**Exercise requirements:** Render every line of the listing below as a Markdown table with two columns, Row (a running number) and Line (the line itself), skipping blank lines. Omit the pictures from your answer.

○ ○ ○

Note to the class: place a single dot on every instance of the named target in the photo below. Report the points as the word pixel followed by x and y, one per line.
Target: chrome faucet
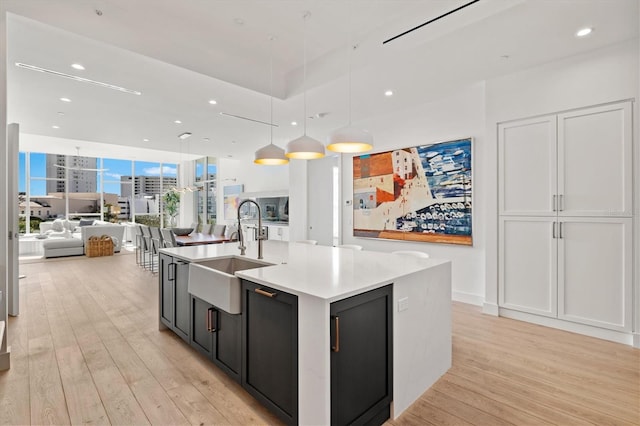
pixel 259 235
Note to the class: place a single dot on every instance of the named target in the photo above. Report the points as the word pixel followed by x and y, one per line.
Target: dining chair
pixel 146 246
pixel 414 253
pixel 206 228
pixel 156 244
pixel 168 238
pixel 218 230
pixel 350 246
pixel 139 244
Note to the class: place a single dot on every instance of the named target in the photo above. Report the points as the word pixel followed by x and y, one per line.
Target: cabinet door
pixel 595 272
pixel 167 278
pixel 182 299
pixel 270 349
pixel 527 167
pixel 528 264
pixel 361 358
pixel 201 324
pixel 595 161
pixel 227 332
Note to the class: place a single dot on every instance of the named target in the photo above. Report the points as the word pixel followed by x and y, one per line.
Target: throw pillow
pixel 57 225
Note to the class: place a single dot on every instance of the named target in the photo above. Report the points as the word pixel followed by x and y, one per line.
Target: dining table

○ ○ ○

**Task answer:**
| Row | Line |
|---|---|
| 1 | Note to the class: place a single dot on every instance of the named target in the photo below. Report the points as the word pixel followed by x and y, one per line. |
| 2 | Target: chrome faucet |
| 3 | pixel 259 235 |
| 4 | Note to the class: place a single dot on every instance of the named target in the photo above. Report the points as the word pixel followed by x and y, one per line. |
| 5 | Target: dining chair |
| 6 | pixel 146 246 |
| 7 | pixel 414 253 |
| 8 | pixel 206 228 |
| 9 | pixel 156 244 |
| 10 | pixel 168 238 |
| 11 | pixel 218 230 |
| 12 | pixel 350 246 |
| 13 | pixel 139 244 |
| 14 | Note to the class: place a single dot on every instance of the named target in the photo above. Report the points as the word pixel followed by x and y, one per line. |
| 15 | Target: cabinet door |
| 16 | pixel 595 272 |
| 17 | pixel 167 278 |
| 18 | pixel 182 299 |
| 19 | pixel 270 349 |
| 20 | pixel 527 167 |
| 21 | pixel 528 264 |
| 22 | pixel 361 358 |
| 23 | pixel 201 324 |
| 24 | pixel 595 161 |
| 25 | pixel 227 332 |
| 26 | Note to the class: place a single dot on every instance of the named target in the photo above. Report the points as the word pixel followed by x and y, one per line. |
| 27 | Target: throw pillow |
| 28 | pixel 57 225 |
| 29 | Note to the class: place a single dot on every instance of the named target in the photo above. Report the points as the word pixel followed by x and y, one per line. |
| 30 | Target: dining table |